## PARTS OF THE EXERCISE
1. Summarize the abstract on reservoir modeling in two sentences.
2. In the abstract on reservoir modeling, retype the part that opens with the words containing "Raymond A. Garber1, W." and closes with "the rock data.".
>> Begin SUPPLIED PASSAGE
--> ABSTRACT: Facies And Lithology-based Geostatistical Modeling Of The Eunice Monument South Unit (EMSU) Reservoir, New Mexico, by Raymond A. Garber and W. Scott Meddaugh; #90906(2001)

Datapages, Inc.Print this page

Raymond A. Garber1, W. Scott Meddaugh1

(1) Chevron Petroleum Technology Company, Houston, TX

ABSTRACT: Facies And Lithology-based Geostatistical Modeling Of The Eunice Monument South Unit (EMSU) Reservoir, New Mexico

Reservoir models have evolved from conceptual hand-drawn schematic figures into detailed, stochastically-based digital models based on well log-derived values. Often the geological basis for the digital models has been lost. Recent trends are to incorporate rock-based data into the models. In most cases, model accuracy is improved with the addition of the rock data.
>> End SUPPLIED PASSAGE
>> Begin DATASET
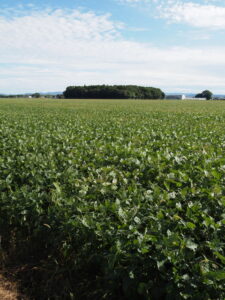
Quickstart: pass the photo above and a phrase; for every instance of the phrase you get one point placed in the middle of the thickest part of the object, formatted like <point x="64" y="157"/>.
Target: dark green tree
<point x="205" y="94"/>
<point x="113" y="92"/>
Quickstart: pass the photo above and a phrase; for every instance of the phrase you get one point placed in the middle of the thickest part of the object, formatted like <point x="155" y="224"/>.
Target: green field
<point x="112" y="199"/>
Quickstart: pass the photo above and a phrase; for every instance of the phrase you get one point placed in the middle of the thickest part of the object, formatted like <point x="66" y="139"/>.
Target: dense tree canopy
<point x="205" y="94"/>
<point x="112" y="92"/>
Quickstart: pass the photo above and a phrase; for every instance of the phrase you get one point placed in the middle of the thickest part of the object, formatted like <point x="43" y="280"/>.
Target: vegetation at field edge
<point x="114" y="199"/>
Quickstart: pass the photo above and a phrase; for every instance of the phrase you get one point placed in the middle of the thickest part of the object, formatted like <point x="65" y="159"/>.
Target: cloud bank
<point x="51" y="49"/>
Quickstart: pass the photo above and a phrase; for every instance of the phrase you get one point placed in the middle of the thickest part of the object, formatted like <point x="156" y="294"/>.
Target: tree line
<point x="113" y="92"/>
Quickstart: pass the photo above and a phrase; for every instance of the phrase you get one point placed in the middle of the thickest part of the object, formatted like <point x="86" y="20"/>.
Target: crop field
<point x="112" y="199"/>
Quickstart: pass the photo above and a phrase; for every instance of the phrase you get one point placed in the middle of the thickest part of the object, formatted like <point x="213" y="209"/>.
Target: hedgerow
<point x="114" y="201"/>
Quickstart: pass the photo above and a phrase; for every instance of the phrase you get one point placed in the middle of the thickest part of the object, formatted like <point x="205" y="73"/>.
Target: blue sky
<point x="177" y="45"/>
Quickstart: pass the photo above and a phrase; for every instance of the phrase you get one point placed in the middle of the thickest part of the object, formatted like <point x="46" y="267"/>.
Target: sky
<point x="176" y="45"/>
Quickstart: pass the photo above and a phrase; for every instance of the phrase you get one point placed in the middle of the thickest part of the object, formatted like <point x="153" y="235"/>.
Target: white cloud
<point x="194" y="14"/>
<point x="52" y="49"/>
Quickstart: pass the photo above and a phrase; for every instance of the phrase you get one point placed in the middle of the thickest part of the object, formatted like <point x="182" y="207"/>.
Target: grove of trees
<point x="113" y="92"/>
<point x="205" y="94"/>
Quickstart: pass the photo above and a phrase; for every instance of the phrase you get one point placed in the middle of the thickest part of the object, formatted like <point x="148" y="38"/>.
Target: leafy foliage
<point x="112" y="92"/>
<point x="205" y="94"/>
<point x="113" y="199"/>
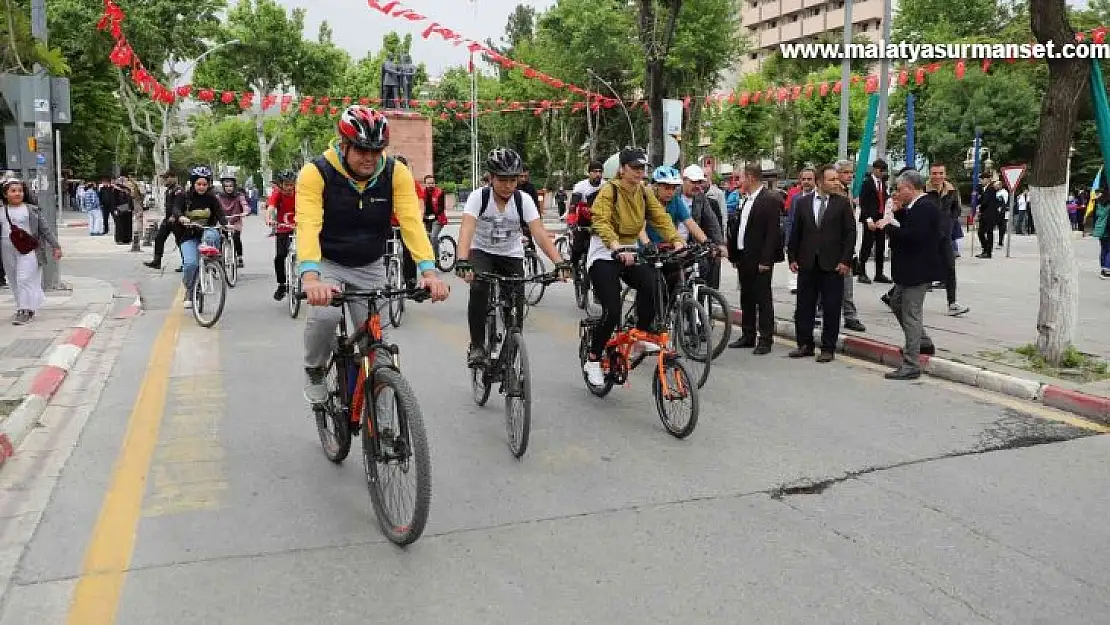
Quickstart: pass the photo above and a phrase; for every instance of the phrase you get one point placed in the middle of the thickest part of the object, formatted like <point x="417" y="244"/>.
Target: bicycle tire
<point x="693" y="343"/>
<point x="334" y="413"/>
<point x="587" y="336"/>
<point x="411" y="425"/>
<point x="445" y="260"/>
<point x="199" y="300"/>
<point x="535" y="291"/>
<point x="672" y="364"/>
<point x="230" y="262"/>
<point x="394" y="276"/>
<point x="517" y="387"/>
<point x="720" y="314"/>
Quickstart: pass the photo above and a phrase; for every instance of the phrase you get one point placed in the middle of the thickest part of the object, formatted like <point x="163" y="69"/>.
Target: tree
<point x="265" y="61"/>
<point x="658" y="19"/>
<point x="1059" y="272"/>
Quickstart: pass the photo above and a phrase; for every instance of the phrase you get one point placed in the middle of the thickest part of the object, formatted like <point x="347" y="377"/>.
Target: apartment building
<point x="770" y="22"/>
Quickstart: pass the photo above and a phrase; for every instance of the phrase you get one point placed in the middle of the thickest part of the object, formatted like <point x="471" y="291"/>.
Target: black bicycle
<point x="394" y="443"/>
<point x="507" y="361"/>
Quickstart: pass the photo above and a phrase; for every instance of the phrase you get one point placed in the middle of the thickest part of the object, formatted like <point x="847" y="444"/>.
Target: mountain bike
<point x="670" y="383"/>
<point x="507" y="361"/>
<point x="365" y="389"/>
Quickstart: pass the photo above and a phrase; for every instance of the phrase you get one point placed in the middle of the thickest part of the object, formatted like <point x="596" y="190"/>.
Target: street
<point x="197" y="491"/>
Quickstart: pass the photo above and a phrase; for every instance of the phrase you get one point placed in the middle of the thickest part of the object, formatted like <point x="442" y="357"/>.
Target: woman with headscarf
<point x="197" y="209"/>
<point x="26" y="232"/>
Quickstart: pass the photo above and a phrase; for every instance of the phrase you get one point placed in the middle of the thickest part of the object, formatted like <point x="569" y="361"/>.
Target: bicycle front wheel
<point x="517" y="394"/>
<point x="395" y="452"/>
<point x="445" y="260"/>
<point x="210" y="293"/>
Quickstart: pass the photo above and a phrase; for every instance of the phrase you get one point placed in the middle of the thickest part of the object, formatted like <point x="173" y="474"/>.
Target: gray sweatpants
<point x="323" y="321"/>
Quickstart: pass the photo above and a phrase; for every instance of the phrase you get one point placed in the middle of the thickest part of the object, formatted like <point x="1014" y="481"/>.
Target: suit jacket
<point x="763" y="239"/>
<point x="826" y="245"/>
<point x="869" y="205"/>
<point x="916" y="242"/>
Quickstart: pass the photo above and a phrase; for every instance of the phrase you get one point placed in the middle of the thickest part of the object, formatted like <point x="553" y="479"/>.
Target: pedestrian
<point x="26" y="232"/>
<point x="948" y="201"/>
<point x="914" y="232"/>
<point x="823" y="242"/>
<point x="755" y="244"/>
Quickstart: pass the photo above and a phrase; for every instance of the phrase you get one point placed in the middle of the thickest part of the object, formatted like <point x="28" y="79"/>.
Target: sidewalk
<point x="1003" y="295"/>
<point x="34" y="359"/>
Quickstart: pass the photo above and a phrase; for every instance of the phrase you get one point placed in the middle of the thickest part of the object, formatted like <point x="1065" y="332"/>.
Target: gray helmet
<point x="503" y="161"/>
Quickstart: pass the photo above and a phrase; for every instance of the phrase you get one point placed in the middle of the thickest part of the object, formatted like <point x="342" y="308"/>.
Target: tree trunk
<point x="1059" y="271"/>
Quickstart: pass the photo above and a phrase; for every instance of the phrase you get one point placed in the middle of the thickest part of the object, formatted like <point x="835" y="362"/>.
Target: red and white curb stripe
<point x="1095" y="407"/>
<point x="130" y="288"/>
<point x="22" y="420"/>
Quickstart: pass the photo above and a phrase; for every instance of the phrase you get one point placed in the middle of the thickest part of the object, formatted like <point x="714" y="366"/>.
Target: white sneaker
<point x="593" y="371"/>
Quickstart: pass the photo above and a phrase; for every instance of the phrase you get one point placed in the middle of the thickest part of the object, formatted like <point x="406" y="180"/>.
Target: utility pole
<point x="42" y="179"/>
<point x="845" y="83"/>
<point x="880" y="147"/>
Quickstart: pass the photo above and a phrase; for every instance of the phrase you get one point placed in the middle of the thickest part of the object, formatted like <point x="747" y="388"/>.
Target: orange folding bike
<point x="670" y="384"/>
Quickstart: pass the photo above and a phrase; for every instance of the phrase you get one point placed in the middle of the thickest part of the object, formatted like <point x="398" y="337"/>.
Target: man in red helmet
<point x="345" y="201"/>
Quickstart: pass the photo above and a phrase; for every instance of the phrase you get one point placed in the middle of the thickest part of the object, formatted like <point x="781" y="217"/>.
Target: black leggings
<point x="606" y="276"/>
<point x="281" y="244"/>
<point x="478" y="306"/>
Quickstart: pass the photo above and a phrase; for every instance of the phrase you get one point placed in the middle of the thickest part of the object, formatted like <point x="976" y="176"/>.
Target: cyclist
>> End DATASET
## ANSWERS IN ORDER
1. Reservoir models have evolved from hand-drawn conceptual schematics into detailed, stochastically based digital models built on values derived from well logs, but the geological basis for these digital models has often been lost. Recent trends add rock-based data to the models, and in most cases this improves model accuracy.

2.
Raymond A. Garber1, W. Scott Meddaugh1

(1) Chevron Petroleum Technology Company, Houston, TX

ABSTRACT: Facies And Lithology-based Geostatistical Modeling Of The Eunice Monument South Unit (EMSU) Reservoir, New Mexico

Reservoir models have evolved from conceptual hand-drawn schematic figures into detailed, stochastically-based digital models based on well log-derived values. Often the geological basis for the digital models has been lost. Recent trends are to incorporate rock-based data into the models. In most cases, model accuracy is improved with the addition of the rock data.